## WRITTEN INSTRUCTION
Begin at the line that has "of the gravel" and stop at the end of the items. Write those lines out again, requests included, shifting every point coordinate in the answers up by 149.

## ROWS

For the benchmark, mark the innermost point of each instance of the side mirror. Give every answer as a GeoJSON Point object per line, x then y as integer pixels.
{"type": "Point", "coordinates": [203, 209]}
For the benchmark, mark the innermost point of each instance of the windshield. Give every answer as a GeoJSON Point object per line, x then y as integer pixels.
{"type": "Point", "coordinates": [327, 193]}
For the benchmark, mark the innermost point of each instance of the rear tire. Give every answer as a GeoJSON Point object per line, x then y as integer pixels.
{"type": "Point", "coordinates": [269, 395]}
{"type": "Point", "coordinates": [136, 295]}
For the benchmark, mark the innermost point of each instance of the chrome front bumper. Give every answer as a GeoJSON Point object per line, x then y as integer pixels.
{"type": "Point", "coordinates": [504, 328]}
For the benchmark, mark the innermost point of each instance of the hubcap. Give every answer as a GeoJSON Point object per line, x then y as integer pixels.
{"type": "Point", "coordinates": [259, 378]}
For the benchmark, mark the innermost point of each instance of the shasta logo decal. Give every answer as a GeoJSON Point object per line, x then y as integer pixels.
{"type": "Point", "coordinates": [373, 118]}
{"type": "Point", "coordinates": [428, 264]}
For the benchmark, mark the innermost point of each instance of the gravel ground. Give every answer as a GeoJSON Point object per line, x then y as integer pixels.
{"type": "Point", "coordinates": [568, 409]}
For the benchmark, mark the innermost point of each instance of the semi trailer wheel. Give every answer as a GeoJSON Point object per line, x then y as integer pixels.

## EXERCISE RESPONSE
For the benchmark, mark the innermost point of each instance of the gravel ground. Give every answer as a GeoJSON Point object per line, x then y as integer pixels.
{"type": "Point", "coordinates": [717, 558]}
For the benchmark, mark the innermost point of each instance of the semi trailer wheel. Give every answer as a GeoJSON Point object per line, x then y as integer pixels.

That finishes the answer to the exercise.